● **WORK TO COMPLETE**
In full and unaltered, output the records below.

########################################

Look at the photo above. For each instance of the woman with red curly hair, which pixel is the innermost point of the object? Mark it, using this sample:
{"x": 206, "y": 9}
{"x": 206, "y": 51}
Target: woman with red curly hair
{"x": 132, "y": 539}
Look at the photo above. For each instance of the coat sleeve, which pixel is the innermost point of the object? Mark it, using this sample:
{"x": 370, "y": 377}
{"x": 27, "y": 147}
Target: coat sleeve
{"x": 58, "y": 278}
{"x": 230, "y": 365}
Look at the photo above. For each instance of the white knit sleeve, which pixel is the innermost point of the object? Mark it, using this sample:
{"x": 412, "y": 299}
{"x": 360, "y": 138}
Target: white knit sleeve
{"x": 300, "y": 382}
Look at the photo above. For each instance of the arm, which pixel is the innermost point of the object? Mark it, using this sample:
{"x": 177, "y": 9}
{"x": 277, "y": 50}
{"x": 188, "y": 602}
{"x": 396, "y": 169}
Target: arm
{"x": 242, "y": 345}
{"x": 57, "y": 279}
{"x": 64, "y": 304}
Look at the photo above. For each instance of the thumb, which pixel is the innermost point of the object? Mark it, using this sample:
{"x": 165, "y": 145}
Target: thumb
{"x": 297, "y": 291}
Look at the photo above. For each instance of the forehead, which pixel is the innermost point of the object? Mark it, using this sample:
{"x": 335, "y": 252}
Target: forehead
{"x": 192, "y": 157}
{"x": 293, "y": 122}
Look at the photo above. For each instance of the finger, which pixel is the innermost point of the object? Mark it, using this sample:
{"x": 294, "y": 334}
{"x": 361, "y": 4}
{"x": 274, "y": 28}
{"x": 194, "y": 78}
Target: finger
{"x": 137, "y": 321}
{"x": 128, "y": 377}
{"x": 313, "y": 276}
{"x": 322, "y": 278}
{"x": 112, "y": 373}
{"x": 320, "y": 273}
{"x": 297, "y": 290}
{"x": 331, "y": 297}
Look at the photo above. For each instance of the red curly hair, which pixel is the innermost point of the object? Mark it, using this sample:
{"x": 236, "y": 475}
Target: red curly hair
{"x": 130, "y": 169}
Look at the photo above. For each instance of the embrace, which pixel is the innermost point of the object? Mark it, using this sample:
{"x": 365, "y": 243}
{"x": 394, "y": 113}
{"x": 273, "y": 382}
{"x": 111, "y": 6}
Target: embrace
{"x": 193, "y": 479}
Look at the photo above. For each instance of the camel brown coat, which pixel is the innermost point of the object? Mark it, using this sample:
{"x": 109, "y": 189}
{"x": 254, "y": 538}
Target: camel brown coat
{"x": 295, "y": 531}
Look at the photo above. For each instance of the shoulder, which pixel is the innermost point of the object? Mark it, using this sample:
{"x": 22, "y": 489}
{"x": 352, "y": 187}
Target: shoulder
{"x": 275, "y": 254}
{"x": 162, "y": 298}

########################################

● **EXERCISE ANSWER**
Look at the photo above. For each instance of the woman with red curly hair, which pixel is the innermost point of the object? Mark it, using this sample:
{"x": 206, "y": 9}
{"x": 206, "y": 51}
Target: woman with red curly hair
{"x": 132, "y": 539}
Look at the photo above. For each instance of the coat sleeve, which pixel is the innermost point of the object? Mark it, using this sample:
{"x": 370, "y": 377}
{"x": 27, "y": 147}
Target: coat sleeve
{"x": 58, "y": 278}
{"x": 230, "y": 365}
Look at the photo above. For each instance of the white knit sleeve, which pixel is the innermost point of the object? Mark it, using this sample:
{"x": 412, "y": 299}
{"x": 360, "y": 138}
Target: white knit sleeve
{"x": 300, "y": 382}
Look at the photo above. For each instance of the arm, which pixel is the innermost point of the object? Mark it, using this sample:
{"x": 177, "y": 9}
{"x": 277, "y": 50}
{"x": 188, "y": 602}
{"x": 396, "y": 169}
Target: arm
{"x": 242, "y": 345}
{"x": 57, "y": 279}
{"x": 64, "y": 304}
Look at the photo above. For each instance of the thumb, which pixel is the innermost point of the object? Mark it, using this sample:
{"x": 165, "y": 145}
Target: thumb
{"x": 297, "y": 291}
Look at the photo above. For each instance of the forehead, which pixel is the innermost point of the object? Mark it, using this sample:
{"x": 335, "y": 252}
Target: forehead
{"x": 192, "y": 157}
{"x": 293, "y": 122}
Look at the photo above. For each instance of the finger, which pixel is the innermost point of the object? Mark it, using this sample:
{"x": 294, "y": 334}
{"x": 361, "y": 4}
{"x": 274, "y": 28}
{"x": 194, "y": 78}
Target: finger
{"x": 137, "y": 321}
{"x": 128, "y": 377}
{"x": 313, "y": 276}
{"x": 322, "y": 278}
{"x": 112, "y": 373}
{"x": 320, "y": 273}
{"x": 297, "y": 290}
{"x": 331, "y": 297}
Look at the photo above. For each instance of the red curly hair, which pixel is the innermost point of the object? Mark it, using this sample:
{"x": 236, "y": 475}
Target: red curly hair
{"x": 130, "y": 169}
Look at the photo above. For each instance of the embrace, which pixel is the innermost point of the object? Mark it, using this sample:
{"x": 365, "y": 243}
{"x": 394, "y": 113}
{"x": 273, "y": 382}
{"x": 111, "y": 6}
Target: embrace
{"x": 193, "y": 479}
Look at the photo above. For each instance of the camel brown coat, which pixel is the innermost point of the object? Mark it, using this sample:
{"x": 109, "y": 189}
{"x": 254, "y": 538}
Target: camel brown coat
{"x": 295, "y": 531}
Look at the photo above. For each instance of the shoulder, which pixel is the innermost point of the object? Mark it, using this sample:
{"x": 22, "y": 489}
{"x": 352, "y": 187}
Target: shoulder
{"x": 275, "y": 254}
{"x": 162, "y": 298}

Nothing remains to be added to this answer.